Provided data:
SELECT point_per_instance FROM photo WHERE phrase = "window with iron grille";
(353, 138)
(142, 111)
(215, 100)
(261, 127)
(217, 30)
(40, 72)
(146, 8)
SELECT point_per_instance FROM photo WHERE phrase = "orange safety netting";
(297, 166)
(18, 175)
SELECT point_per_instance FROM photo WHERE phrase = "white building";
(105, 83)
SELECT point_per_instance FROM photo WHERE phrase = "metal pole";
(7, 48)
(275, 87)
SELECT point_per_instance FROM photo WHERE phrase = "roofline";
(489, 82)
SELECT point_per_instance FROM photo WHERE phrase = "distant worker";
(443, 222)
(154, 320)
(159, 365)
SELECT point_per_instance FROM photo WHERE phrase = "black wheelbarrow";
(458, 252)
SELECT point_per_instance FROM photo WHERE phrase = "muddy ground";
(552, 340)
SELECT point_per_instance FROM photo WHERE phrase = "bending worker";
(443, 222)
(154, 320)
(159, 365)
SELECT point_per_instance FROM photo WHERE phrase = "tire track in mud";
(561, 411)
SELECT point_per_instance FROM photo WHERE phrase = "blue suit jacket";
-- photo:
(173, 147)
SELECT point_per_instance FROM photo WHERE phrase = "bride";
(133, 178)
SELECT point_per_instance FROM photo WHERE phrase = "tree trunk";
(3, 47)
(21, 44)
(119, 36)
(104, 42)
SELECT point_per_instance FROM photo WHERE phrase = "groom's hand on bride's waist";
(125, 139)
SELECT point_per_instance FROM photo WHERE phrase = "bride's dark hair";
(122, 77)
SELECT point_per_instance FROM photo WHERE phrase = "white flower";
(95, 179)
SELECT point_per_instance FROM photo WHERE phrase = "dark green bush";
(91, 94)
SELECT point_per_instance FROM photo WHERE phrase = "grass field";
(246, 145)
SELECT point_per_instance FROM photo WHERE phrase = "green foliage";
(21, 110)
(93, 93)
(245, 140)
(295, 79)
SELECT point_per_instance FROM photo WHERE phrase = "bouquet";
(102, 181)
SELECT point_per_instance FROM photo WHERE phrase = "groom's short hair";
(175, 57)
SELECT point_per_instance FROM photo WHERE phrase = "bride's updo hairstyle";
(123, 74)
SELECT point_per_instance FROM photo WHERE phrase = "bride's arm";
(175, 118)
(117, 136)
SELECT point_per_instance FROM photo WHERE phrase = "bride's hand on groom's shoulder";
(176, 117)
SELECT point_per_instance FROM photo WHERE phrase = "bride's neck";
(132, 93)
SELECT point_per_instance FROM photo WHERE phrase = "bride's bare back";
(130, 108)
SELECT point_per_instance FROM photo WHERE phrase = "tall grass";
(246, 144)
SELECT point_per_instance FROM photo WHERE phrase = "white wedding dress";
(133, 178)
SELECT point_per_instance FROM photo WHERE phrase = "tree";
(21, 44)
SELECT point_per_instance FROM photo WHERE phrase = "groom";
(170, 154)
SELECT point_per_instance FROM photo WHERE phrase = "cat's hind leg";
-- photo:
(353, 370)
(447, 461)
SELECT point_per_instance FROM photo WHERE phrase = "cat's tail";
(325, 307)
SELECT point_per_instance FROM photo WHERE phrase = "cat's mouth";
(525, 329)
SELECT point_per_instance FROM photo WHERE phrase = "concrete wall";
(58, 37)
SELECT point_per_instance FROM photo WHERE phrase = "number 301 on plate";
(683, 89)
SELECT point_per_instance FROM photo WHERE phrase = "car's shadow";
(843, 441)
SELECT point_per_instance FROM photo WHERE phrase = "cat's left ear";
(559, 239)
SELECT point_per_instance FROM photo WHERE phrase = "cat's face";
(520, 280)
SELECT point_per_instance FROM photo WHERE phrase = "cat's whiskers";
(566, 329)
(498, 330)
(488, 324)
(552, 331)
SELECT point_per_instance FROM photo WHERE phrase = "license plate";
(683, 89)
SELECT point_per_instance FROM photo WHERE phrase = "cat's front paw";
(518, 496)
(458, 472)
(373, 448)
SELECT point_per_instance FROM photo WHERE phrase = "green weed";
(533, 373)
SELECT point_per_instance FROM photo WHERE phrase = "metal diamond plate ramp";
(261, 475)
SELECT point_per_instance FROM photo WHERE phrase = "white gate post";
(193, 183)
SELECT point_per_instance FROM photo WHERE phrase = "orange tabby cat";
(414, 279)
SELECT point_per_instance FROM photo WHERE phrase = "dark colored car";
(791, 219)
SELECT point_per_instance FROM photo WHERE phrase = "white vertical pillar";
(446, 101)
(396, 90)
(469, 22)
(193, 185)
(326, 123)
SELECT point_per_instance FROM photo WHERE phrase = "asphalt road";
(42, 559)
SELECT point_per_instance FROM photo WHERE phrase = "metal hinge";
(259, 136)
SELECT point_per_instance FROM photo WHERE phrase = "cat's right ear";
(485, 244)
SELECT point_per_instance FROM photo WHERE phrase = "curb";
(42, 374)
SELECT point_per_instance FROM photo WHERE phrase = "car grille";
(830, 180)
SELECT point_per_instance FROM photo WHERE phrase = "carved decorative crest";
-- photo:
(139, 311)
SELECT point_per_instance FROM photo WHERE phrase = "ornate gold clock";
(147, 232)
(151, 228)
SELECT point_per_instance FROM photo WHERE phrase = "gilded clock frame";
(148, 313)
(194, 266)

Problem to solve: Go through the material above line by line and copy it exactly.

Solution for this exercise:
SELECT point_per_instance FROM photo WHERE phrase = "window with iron grille";
(353, 138)
(142, 111)
(215, 100)
(261, 127)
(217, 30)
(40, 72)
(146, 8)
SELECT point_per_instance FROM photo WHERE phrase = "orange safety netting";
(297, 166)
(18, 175)
SELECT point_per_instance FROM photo WHERE phrase = "white building";
(105, 83)
SELECT point_per_instance FROM photo WHERE phrase = "metal pole";
(7, 48)
(275, 87)
SELECT point_per_instance FROM photo WHERE phrase = "roofline";
(489, 82)
SELECT point_per_instance FROM photo WHERE phrase = "distant worker";
(443, 222)
(154, 320)
(159, 365)
SELECT point_per_instance FROM photo WHERE phrase = "black wheelbarrow";
(458, 252)
SELECT point_per_instance FROM photo WHERE phrase = "muddy ground";
(552, 340)
SELECT point_per_instance FROM photo WHERE phrase = "bending worker";
(443, 222)
(154, 320)
(159, 365)
SELECT point_per_instance FROM photo WHERE phrase = "tire track in mud";
(561, 411)
SELECT point_per_instance FROM photo WHERE phrase = "blue suit jacket";
-- photo:
(173, 147)
SELECT point_per_instance FROM photo WHERE phrase = "bride";
(133, 178)
SELECT point_per_instance FROM photo WHERE phrase = "tree trunk";
(3, 47)
(21, 44)
(119, 36)
(104, 42)
SELECT point_per_instance FROM photo WHERE phrase = "groom's hand on bride's waist";
(125, 139)
SELECT point_per_instance FROM photo WHERE phrase = "bride's dark hair";
(122, 77)
SELECT point_per_instance FROM photo WHERE phrase = "white flower";
(95, 179)
SELECT point_per_instance FROM photo WHERE phrase = "dark green bush";
(91, 94)
SELECT point_per_instance FROM photo WHERE phrase = "grass field";
(246, 145)
SELECT point_per_instance FROM photo WHERE phrase = "green foliage";
(21, 110)
(93, 93)
(245, 140)
(295, 79)
SELECT point_per_instance FROM photo WHERE phrase = "bouquet";
(102, 181)
SELECT point_per_instance FROM photo WHERE phrase = "groom's short hair";
(175, 57)
SELECT point_per_instance FROM photo WHERE phrase = "bride's updo hairstyle";
(123, 74)
SELECT point_per_instance FROM photo WHERE phrase = "bride's arm";
(175, 118)
(117, 136)
SELECT point_per_instance FROM photo WHERE phrase = "bride's hand on groom's shoulder";
(176, 117)
SELECT point_per_instance FROM photo WHERE phrase = "bride's neck";
(132, 93)
SELECT point_per_instance FROM photo WHERE phrase = "bride's bare back";
(130, 108)
SELECT point_per_instance FROM photo WHERE phrase = "tall grass";
(246, 144)
SELECT point_per_instance FROM photo WHERE phrase = "white wedding dress";
(133, 178)
SELECT point_per_instance FROM photo WHERE phrase = "tree";
(21, 44)
SELECT point_per_instance FROM photo WHERE phrase = "groom";
(170, 154)
SELECT point_per_instance FROM photo WHERE phrase = "cat's hind leg";
-- photo:
(353, 370)
(447, 461)
SELECT point_per_instance FROM photo WHERE phrase = "cat's tail";
(325, 307)
SELECT point_per_instance FROM photo WHERE phrase = "cat's mouth";
(525, 329)
SELECT point_per_instance FROM photo WHERE phrase = "concrete wall";
(58, 37)
SELECT point_per_instance FROM photo WHERE phrase = "number 301 on plate";
(683, 89)
SELECT point_per_instance FROM photo WHERE phrase = "car's shadow";
(843, 441)
SELECT point_per_instance FROM photo WHERE phrase = "cat's left ear";
(559, 239)
SELECT point_per_instance FROM photo WHERE phrase = "cat's face";
(520, 280)
SELECT point_per_instance FROM photo WHERE phrase = "cat's whiskers";
(566, 329)
(498, 330)
(488, 324)
(552, 331)
SELECT point_per_instance FROM photo WHERE phrase = "license plate";
(683, 89)
SELECT point_per_instance FROM photo WHERE phrase = "cat's front paw";
(518, 496)
(458, 472)
(373, 448)
SELECT point_per_instance FROM photo WHERE phrase = "green weed";
(533, 373)
SELECT point_per_instance FROM photo WHERE phrase = "metal diamond plate ramp";
(261, 475)
SELECT point_per_instance FROM photo WHERE phrase = "white gate post";
(193, 183)
SELECT point_per_instance FROM photo WHERE phrase = "orange tabby cat";
(414, 279)
SELECT point_per_instance FROM photo WHERE phrase = "dark colored car";
(791, 219)
SELECT point_per_instance FROM photo WHERE phrase = "white vertical pillar";
(446, 101)
(396, 90)
(469, 22)
(193, 185)
(326, 123)
SELECT point_per_instance FROM photo WHERE phrase = "asphalt road";
(42, 559)
SELECT point_per_instance FROM photo WHERE phrase = "metal hinge";
(259, 136)
SELECT point_per_instance FROM photo WHERE phrase = "cat's right ear";
(485, 244)
SELECT point_per_instance FROM photo WHERE phrase = "curb";
(42, 374)
SELECT point_per_instance FROM photo WHERE phrase = "car grille";
(830, 180)
SELECT point_per_instance FROM photo WHERE phrase = "carved decorative crest";
-- photo:
(139, 311)
SELECT point_per_instance FROM photo WHERE phrase = "ornate gold clock";
(147, 232)
(151, 228)
SELECT point_per_instance FROM photo WHERE phrase = "gilded clock frame";
(148, 313)
(194, 266)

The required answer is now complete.